■ **WHAT YOU WILL DO**:
a – In the operant conditioning flashcards, rewrite the part starting at "classical: presence or" and ending at "he interested in?", replacing "stimulus" with "cue".
b – Pick up the operant conditioning flashcards after their last line and keep them going.

■ **EXCERPTED TEXT**:
============
Unit 4: Operant Conditioning Flashcards
What’s the difference between instrumental and classical conditioning?
classical: presence or absence of stimulus causes response
operant: behaviour causes presence or absence of stimulus (consequence)
Who did the study of instrumental conditioning start with and what was he interested in?
Edward Thorndike
interested in animal intelligence
How were Thorndike’s experiments generally structured?
hungry animals placed in puzzle boxes
food outside of boxes but in view
-> animals had to learn how to escape the box to obtain food
How did the animal’s behaviours change in the puzzle box?
initially unable to escape
slow to make right response
continued to practice until latencies become shorter
How did the animals learn how to solve the puzzle box?
trial and error to discover behaviour required to escape
successful behaviours retained
useless behaviours eliminated
How did Thorndike label the animals ability to learn how to escape a puzzle box?
animal intelligence
Why is animal intelligence not an accurate term?
many behaviours seem unintelligent
initial presence of various responses typical for confined animal, with some leading to a desirable result
consequences reinforce the action
->cat doesnt understand how levers work, but presses it because it thinks it will be rewarded for it
Law of Effect
If R in presence of S is followed by positive event -> becomes strengthened
If it isn’t followed by a positive event -> S-R association becomes weakened
What do we measure in discrete-trial procedures?
rat runs down a maze to get reward
measures response latency (time it takes for the rat to leave the start of the box) and running speed (how fast it reaches the end)
What’s a T maze trial?
type of discrete-trial procedure
allows us to measure percentage of correct choices
What are trials?
specific periods of time during which the animal can show instrumental responses
set by the experimenter
Why didn’t Skinner use discrete-trial procedures?
behaviour is continuous (one leads to the next)
-> trials more natural if animals aren’t removed
behaviour can be broken down into measurable units: operants
What is magazine training?
US paired with CS via classical conditioning
sound elicits sign-tracking response
How does response shaping work? (example: rat in Skinner box)
after magazine training, rat can learn operant response
1. food given if rat goes on hind legs anywhere in chamber
2. food given if rat leans over lever
3. food given if rat goes up on hind legs and presses lever
=> sequence called shaping/ reinforcement of successive approximations
What are operant responses in free-operant procedures measured as?
rates
Response rate
frequency of instrumental behaviours occurring
high: high probability of behaviour occurring
low: low probability of behaviour occurring
How can we differentiate outcomes?
============
■ **RECORD SET**:
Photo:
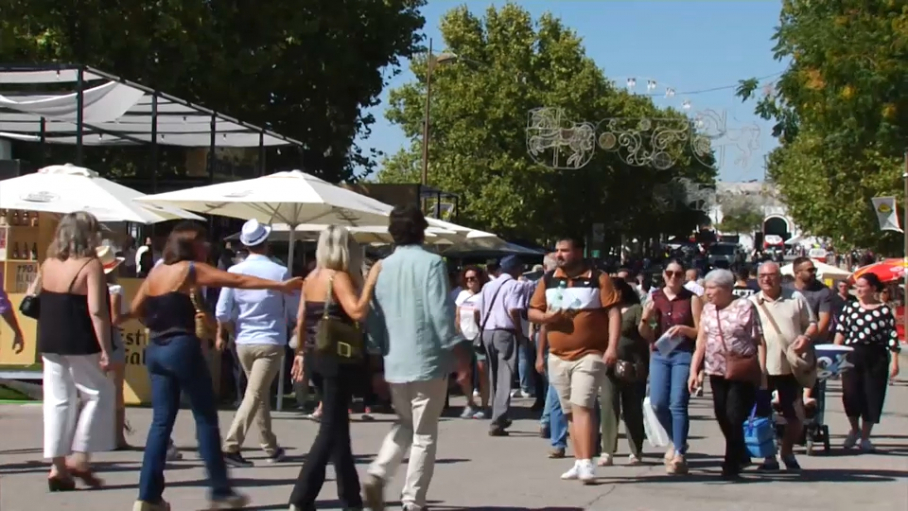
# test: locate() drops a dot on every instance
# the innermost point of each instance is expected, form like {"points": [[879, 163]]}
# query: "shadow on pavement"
{"points": [[844, 475], [101, 467]]}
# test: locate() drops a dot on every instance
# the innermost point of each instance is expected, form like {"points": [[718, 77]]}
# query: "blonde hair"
{"points": [[77, 236], [337, 250]]}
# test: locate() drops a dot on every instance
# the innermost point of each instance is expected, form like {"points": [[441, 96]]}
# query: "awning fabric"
{"points": [[114, 114]]}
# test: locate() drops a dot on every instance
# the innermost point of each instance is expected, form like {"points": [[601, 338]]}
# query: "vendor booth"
{"points": [[32, 205]]}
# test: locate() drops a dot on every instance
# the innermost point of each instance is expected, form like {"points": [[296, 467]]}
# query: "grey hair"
{"points": [[720, 278], [337, 250], [77, 236], [549, 263]]}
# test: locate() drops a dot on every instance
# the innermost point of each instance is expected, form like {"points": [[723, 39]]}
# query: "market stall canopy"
{"points": [[115, 112], [824, 271], [68, 188], [291, 197]]}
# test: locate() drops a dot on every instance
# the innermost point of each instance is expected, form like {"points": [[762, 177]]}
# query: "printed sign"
{"points": [[25, 275]]}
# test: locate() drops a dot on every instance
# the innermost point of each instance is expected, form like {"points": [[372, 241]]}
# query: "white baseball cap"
{"points": [[254, 233]]}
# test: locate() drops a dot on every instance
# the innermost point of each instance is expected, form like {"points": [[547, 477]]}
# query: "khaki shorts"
{"points": [[577, 381]]}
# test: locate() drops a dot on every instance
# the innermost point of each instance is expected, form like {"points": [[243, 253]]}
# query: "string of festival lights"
{"points": [[655, 88]]}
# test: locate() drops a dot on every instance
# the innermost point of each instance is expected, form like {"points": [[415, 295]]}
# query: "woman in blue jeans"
{"points": [[167, 304], [676, 313]]}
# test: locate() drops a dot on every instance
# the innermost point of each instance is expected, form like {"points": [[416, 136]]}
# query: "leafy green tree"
{"points": [[508, 65], [740, 214], [841, 113], [305, 69]]}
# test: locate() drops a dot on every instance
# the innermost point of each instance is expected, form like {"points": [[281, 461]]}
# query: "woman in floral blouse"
{"points": [[868, 326], [727, 325]]}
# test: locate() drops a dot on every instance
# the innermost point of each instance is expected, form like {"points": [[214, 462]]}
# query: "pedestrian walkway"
{"points": [[479, 472]]}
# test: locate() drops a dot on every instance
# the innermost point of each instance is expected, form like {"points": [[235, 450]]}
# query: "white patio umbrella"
{"points": [[373, 234], [471, 238], [67, 188], [293, 198]]}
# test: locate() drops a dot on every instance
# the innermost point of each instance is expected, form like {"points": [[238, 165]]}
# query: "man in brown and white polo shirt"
{"points": [[788, 324], [577, 305]]}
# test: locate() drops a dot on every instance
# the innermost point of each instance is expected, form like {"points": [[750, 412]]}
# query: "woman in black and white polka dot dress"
{"points": [[868, 326]]}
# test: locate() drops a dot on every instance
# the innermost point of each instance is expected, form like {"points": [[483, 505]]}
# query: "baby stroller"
{"points": [[831, 362]]}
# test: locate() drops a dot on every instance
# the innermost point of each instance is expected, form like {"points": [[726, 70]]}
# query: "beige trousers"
{"points": [[418, 405], [261, 363]]}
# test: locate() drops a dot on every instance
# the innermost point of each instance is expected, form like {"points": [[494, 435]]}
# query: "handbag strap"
{"points": [[329, 296], [772, 320], [719, 328], [485, 320]]}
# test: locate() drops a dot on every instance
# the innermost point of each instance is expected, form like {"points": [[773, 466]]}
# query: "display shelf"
{"points": [[24, 237]]}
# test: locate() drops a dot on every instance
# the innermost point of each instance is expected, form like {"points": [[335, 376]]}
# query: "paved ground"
{"points": [[475, 471]]}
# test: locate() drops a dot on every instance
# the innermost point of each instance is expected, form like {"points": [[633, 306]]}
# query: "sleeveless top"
{"points": [[64, 323], [324, 364], [171, 313], [675, 312]]}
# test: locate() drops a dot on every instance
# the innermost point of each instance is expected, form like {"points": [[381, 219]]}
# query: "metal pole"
{"points": [[80, 104], [262, 152], [154, 143], [905, 260], [425, 124], [43, 141], [211, 146]]}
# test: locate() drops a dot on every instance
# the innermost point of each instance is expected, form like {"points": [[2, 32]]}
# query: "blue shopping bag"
{"points": [[759, 435]]}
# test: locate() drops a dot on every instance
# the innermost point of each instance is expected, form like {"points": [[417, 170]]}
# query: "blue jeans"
{"points": [[526, 366], [557, 420], [178, 364], [669, 395]]}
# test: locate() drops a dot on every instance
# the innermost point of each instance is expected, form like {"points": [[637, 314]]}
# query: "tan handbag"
{"points": [[803, 366], [202, 328], [739, 367]]}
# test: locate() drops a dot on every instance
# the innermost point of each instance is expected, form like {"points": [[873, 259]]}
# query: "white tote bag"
{"points": [[655, 433]]}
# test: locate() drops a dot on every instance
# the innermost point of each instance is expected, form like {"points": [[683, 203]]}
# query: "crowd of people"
{"points": [[588, 344]]}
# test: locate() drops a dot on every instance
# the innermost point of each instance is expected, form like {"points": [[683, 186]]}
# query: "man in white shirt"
{"points": [[788, 323], [260, 321]]}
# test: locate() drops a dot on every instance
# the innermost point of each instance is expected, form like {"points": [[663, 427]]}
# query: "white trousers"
{"points": [[418, 405], [71, 381]]}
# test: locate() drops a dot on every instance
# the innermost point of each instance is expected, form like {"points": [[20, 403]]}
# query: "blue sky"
{"points": [[685, 45]]}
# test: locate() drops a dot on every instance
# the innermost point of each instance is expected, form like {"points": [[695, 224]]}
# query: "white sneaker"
{"points": [[573, 473], [586, 471], [851, 440], [867, 446]]}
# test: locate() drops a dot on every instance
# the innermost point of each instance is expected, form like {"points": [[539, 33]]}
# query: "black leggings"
{"points": [[332, 443], [864, 385], [732, 402]]}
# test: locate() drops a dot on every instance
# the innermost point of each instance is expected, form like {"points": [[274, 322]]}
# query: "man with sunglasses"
{"points": [[818, 295], [820, 298]]}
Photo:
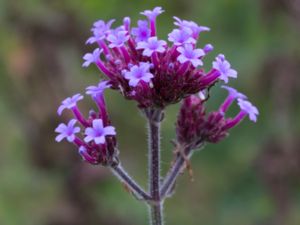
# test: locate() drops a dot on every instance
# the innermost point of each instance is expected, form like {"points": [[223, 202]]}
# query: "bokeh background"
{"points": [[251, 178]]}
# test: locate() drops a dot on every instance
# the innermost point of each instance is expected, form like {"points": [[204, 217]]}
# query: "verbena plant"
{"points": [[155, 74]]}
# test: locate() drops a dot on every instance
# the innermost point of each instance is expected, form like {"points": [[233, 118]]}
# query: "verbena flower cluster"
{"points": [[155, 73]]}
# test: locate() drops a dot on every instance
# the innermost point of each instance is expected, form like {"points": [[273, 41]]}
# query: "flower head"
{"points": [[98, 132], [69, 103], [92, 57], [208, 48], [152, 14], [117, 39], [189, 54], [97, 90], [223, 66], [142, 32], [248, 108], [138, 73], [152, 45], [67, 131], [180, 37]]}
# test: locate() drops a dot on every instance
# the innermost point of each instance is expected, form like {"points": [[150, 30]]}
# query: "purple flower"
{"points": [[142, 32], [69, 103], [152, 45], [92, 57], [67, 131], [100, 31], [249, 109], [208, 48], [97, 90], [189, 54], [234, 93], [180, 37], [100, 24], [223, 66], [195, 28], [138, 73], [152, 14], [117, 39], [98, 132]]}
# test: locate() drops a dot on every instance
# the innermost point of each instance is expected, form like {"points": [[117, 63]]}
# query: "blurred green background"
{"points": [[251, 178]]}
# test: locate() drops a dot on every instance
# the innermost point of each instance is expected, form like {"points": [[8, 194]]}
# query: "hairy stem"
{"points": [[154, 120], [132, 186], [173, 173]]}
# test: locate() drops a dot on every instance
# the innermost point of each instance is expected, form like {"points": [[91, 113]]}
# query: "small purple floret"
{"points": [[98, 132], [69, 103], [152, 45], [223, 66], [100, 30], [189, 54], [248, 108], [234, 93], [195, 28], [138, 73], [117, 39], [142, 32], [180, 37], [152, 14], [92, 57], [97, 90], [208, 48], [67, 131]]}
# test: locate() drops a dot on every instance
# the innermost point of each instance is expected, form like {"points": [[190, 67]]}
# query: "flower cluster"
{"points": [[194, 126], [97, 143], [151, 71], [155, 73]]}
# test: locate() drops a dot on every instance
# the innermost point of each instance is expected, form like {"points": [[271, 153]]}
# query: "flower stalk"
{"points": [[155, 74], [154, 117]]}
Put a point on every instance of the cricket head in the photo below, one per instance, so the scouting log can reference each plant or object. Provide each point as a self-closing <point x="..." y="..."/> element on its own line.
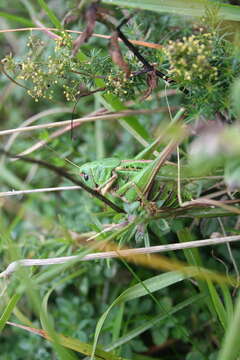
<point x="97" y="173"/>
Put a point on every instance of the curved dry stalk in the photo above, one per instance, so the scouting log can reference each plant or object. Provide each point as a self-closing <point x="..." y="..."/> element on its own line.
<point x="109" y="116"/>
<point x="135" y="42"/>
<point x="12" y="267"/>
<point x="32" y="191"/>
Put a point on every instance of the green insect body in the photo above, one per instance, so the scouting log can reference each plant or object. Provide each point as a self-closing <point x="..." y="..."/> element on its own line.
<point x="132" y="180"/>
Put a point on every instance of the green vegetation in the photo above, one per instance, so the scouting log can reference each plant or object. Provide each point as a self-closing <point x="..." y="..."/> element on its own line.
<point x="127" y="140"/>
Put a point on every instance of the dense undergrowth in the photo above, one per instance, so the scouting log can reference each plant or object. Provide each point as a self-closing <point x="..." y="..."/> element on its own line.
<point x="172" y="99"/>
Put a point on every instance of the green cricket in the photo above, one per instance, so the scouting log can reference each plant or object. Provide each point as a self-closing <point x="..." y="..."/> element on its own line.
<point x="133" y="180"/>
<point x="138" y="179"/>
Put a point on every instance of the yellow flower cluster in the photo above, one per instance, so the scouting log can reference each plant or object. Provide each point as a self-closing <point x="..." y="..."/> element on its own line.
<point x="191" y="59"/>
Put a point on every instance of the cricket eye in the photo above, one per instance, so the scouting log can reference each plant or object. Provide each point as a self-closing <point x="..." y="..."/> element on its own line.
<point x="85" y="176"/>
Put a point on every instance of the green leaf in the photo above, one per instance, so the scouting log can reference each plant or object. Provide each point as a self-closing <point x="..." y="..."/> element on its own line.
<point x="8" y="310"/>
<point x="18" y="19"/>
<point x="181" y="7"/>
<point x="231" y="345"/>
<point x="150" y="285"/>
<point x="235" y="94"/>
<point x="153" y="321"/>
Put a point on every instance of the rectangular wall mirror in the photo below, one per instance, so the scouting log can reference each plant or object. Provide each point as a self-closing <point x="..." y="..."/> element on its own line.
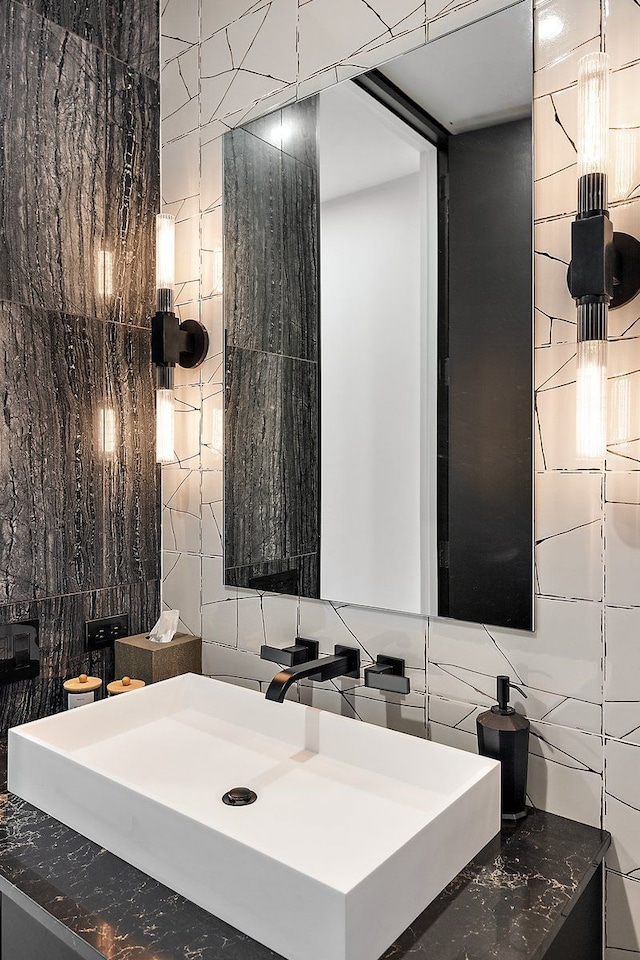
<point x="378" y="315"/>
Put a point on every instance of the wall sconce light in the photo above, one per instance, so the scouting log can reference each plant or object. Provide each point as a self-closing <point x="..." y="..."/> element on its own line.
<point x="107" y="431"/>
<point x="172" y="343"/>
<point x="605" y="266"/>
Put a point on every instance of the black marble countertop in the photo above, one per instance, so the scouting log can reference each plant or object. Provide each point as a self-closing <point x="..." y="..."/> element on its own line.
<point x="508" y="903"/>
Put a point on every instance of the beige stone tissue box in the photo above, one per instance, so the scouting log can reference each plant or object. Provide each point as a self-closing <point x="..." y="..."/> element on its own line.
<point x="145" y="660"/>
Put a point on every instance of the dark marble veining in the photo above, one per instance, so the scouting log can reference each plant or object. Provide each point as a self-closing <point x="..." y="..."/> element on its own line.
<point x="125" y="29"/>
<point x="294" y="576"/>
<point x="50" y="470"/>
<point x="79" y="186"/>
<point x="271" y="287"/>
<point x="132" y="175"/>
<point x="61" y="625"/>
<point x="74" y="516"/>
<point x="271" y="229"/>
<point x="132" y="31"/>
<point x="271" y="456"/>
<point x="507" y="904"/>
<point x="79" y="165"/>
<point x="52" y="181"/>
<point x="253" y="242"/>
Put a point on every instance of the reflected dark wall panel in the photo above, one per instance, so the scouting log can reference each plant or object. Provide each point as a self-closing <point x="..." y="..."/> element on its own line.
<point x="79" y="188"/>
<point x="489" y="486"/>
<point x="272" y="318"/>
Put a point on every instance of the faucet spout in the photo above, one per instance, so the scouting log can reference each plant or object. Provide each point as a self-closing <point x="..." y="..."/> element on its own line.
<point x="344" y="663"/>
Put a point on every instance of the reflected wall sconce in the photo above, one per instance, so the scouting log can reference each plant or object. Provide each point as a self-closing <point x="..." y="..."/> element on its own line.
<point x="605" y="266"/>
<point x="172" y="343"/>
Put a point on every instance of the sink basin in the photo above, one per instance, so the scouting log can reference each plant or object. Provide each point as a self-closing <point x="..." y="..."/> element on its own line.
<point x="355" y="828"/>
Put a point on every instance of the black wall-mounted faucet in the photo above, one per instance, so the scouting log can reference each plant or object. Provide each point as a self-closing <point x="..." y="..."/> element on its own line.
<point x="344" y="663"/>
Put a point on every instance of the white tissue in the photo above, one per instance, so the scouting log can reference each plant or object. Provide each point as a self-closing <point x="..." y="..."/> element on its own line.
<point x="164" y="630"/>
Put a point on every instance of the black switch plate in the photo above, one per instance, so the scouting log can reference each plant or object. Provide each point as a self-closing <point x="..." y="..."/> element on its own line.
<point x="102" y="633"/>
<point x="19" y="651"/>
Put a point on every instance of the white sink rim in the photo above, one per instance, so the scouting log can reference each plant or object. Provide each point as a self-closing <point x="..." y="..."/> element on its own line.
<point x="341" y="899"/>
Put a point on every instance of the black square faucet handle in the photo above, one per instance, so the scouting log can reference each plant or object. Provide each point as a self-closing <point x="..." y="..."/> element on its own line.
<point x="303" y="651"/>
<point x="387" y="674"/>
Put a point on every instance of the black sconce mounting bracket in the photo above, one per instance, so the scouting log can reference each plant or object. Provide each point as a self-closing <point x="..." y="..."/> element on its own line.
<point x="605" y="266"/>
<point x="174" y="343"/>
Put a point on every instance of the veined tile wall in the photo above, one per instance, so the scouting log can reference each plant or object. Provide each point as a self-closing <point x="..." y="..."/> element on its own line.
<point x="79" y="187"/>
<point x="227" y="62"/>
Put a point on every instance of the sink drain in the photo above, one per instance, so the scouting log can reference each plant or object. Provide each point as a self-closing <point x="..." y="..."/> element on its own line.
<point x="239" y="797"/>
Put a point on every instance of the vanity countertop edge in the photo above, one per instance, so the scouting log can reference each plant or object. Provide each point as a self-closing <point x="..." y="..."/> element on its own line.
<point x="509" y="902"/>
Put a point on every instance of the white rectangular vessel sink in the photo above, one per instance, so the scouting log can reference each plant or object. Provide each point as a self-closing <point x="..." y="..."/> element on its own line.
<point x="354" y="831"/>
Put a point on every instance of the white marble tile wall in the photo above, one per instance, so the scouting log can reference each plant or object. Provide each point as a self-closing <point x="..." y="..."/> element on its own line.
<point x="228" y="61"/>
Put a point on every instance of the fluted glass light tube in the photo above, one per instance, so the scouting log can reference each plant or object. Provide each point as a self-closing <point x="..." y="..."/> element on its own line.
<point x="593" y="113"/>
<point x="593" y="146"/>
<point x="165" y="260"/>
<point x="591" y="390"/>
<point x="165" y="426"/>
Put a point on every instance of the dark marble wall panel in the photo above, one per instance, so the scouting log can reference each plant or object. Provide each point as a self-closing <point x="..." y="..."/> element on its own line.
<point x="271" y="230"/>
<point x="132" y="32"/>
<point x="50" y="472"/>
<point x="52" y="126"/>
<point x="271" y="458"/>
<point x="132" y="168"/>
<point x="253" y="242"/>
<point x="86" y="18"/>
<point x="61" y="621"/>
<point x="130" y="533"/>
<point x="74" y="516"/>
<point x="79" y="186"/>
<point x="126" y="29"/>
<point x="293" y="576"/>
<point x="300" y="270"/>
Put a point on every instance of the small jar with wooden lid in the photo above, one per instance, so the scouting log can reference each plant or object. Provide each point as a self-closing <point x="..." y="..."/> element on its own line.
<point x="117" y="687"/>
<point x="81" y="690"/>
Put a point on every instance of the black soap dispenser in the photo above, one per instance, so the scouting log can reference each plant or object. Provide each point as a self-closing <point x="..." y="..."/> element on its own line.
<point x="503" y="735"/>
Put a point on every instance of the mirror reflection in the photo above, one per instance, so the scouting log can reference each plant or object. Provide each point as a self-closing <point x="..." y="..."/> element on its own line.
<point x="370" y="232"/>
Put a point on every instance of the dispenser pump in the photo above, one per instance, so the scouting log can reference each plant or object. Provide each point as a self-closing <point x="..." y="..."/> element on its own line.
<point x="503" y="735"/>
<point x="503" y="691"/>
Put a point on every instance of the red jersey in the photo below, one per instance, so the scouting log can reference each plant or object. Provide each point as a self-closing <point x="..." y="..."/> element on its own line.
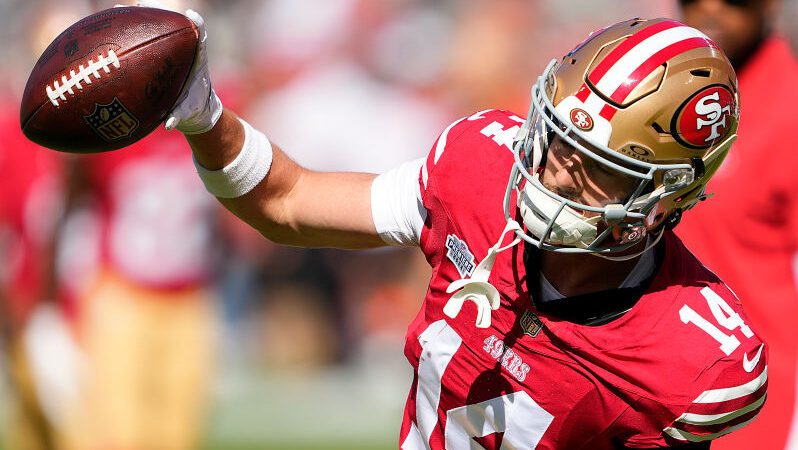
<point x="748" y="232"/>
<point x="681" y="365"/>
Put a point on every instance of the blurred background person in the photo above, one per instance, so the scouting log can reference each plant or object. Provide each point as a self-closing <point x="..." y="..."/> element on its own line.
<point x="748" y="233"/>
<point x="39" y="353"/>
<point x="133" y="261"/>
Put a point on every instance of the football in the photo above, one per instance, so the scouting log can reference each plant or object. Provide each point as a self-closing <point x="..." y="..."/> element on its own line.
<point x="108" y="80"/>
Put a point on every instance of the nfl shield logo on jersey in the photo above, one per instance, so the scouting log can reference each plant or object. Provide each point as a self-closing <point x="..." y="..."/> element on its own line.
<point x="459" y="254"/>
<point x="530" y="323"/>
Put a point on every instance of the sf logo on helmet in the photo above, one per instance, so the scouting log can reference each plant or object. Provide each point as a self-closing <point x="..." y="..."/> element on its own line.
<point x="711" y="113"/>
<point x="581" y="119"/>
<point x="704" y="118"/>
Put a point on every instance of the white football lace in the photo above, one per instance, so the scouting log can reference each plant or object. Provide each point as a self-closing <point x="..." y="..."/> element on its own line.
<point x="58" y="90"/>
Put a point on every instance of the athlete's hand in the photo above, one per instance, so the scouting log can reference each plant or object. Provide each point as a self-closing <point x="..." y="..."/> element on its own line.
<point x="198" y="108"/>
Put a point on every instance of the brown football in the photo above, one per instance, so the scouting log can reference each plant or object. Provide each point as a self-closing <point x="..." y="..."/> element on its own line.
<point x="108" y="80"/>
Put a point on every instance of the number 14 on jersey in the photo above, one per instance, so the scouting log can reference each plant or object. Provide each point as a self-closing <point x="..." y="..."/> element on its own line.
<point x="724" y="315"/>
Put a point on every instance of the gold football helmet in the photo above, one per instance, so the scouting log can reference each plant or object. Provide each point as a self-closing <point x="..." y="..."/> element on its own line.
<point x="654" y="102"/>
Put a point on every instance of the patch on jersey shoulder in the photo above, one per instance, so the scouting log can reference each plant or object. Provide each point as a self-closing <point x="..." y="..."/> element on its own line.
<point x="530" y="323"/>
<point x="459" y="254"/>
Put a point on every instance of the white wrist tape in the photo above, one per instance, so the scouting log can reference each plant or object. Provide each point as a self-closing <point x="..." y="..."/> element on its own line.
<point x="245" y="172"/>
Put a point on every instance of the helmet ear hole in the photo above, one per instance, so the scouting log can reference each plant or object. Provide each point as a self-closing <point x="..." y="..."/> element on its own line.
<point x="673" y="220"/>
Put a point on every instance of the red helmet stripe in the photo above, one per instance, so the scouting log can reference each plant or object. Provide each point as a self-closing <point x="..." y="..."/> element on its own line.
<point x="583" y="93"/>
<point x="656" y="60"/>
<point x="628" y="44"/>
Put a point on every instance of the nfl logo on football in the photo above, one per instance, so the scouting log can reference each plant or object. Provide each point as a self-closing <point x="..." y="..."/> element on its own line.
<point x="112" y="121"/>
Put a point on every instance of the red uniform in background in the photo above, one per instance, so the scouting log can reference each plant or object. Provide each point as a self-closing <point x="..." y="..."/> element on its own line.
<point x="31" y="203"/>
<point x="681" y="365"/>
<point x="144" y="296"/>
<point x="748" y="232"/>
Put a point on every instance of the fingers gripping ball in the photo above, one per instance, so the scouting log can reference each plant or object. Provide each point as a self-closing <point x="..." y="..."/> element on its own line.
<point x="109" y="79"/>
<point x="199" y="108"/>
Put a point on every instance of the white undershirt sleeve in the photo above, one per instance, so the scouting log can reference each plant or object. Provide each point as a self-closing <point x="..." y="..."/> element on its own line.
<point x="396" y="205"/>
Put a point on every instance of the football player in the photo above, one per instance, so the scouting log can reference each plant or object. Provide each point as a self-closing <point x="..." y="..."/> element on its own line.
<point x="562" y="311"/>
============
■ **ANSWERS BY TASK**:
a –
classical: presence or absence of cue causes response
operant: behaviour causes presence or absence of cue (consequence)
Who did the study of instrumental conditioning start with and what was he interested in?

b –
appetitive vs aversive
positive vs negative
Which components do all instrumental conditioning procedures involve?
instrumental response
outcome (reinforcement, punishment)
stimulus
association between response and outcome
positive reinforcement
behaviour produces (adds) appetitive outcome
negative reinforcement
behaviour produces absence of aversive stimulus
positive punishment
behaviour produces aversive outcome
negative punishment
behaviour produces absence of appetitive outcome
Can a behaviour always be reinforced (by anything)?
no, only if behaviour is naturally linked to reinforcement
e.g. cant reinforce yawning in cats with opening box, because yawning isn’t naturally linked with release from confinement
What does the presence of a stimulus activate?
behaviour system related to that stimulus
e.g. hunger (S) causes hamsters to start digging and scrabbling (behavioural system linked to hunger), while stopping self-care behaviour (behaviour doesn’t address hunger)
What does instrumental conditioning depend on with regards to the reinforcement?
quality and quantity of reinforcement
nature of reinforcement
previous reinforcements for same instrumental behaviour
Behavioural contrast effect
big reward perceived as especially good after small reward and vice versa
Which types of relationships between response and reinforcement are there?
temporal relationship: contiguity
causal relationship: contingency
Are temporal and causal factors dependent on each other?
no
What can we say about temporal relations?
immediate reinforcement is preferable to delayed reinforcement
credit assignment
if too much time passes, we won’t be able to link specific behaviours to the reinforcement
(credit assignment is the reason for this)
What’s more important to create associations, contingency or contiguity?
contiguity
The fact that a behaviour occurred just before the reinforcement was more important than whether it caused the reinforcement. What is this kind of reinforcement called?
adventitious/ accidental reinforcement
learned helplessness
when experiencing a tense state repeatedly
-> feeling of being incapable to change the situation
Why does the reinforcer not occur after every response in instrumental conditioning procedures?
reflects nature of real world
What’s a schedule of reinforcement?
rule that determines how and when a reinforcer follows a response
Ratio schedules
reinforcer occurs after X amount of responses
continuous reinforcement schedules
reinforcement delivered after every response
commonly used in drug abuse treatments
Is continuous reinforcement common in real life?
no
Token economies
reward system where tokens can be exchanged for bigger rewards
used to reduce disruptive behaviours
Partial/ Intermittent reinforcement
reinforcement only occurs sometimes
fixed-ratio schedules
number of reinforcers received per number of responses is fixed
Are continuous reinforcement schedules a type of fixed-ratio reinforcements?
yes
How strong is the rate of responding generated by continuous reinforcement?
steady and moderate
What is steady responding PRECEDED by? (in fixed-ratio schedules)
a brief pause
How/ where do we see rates of responding?
in cumulative records
-> show total number of responses during a period of time
How do cumulative recordings work?
pen rests on piece of paper
moves up vertically after each response
-> time between responses (horizontal distance)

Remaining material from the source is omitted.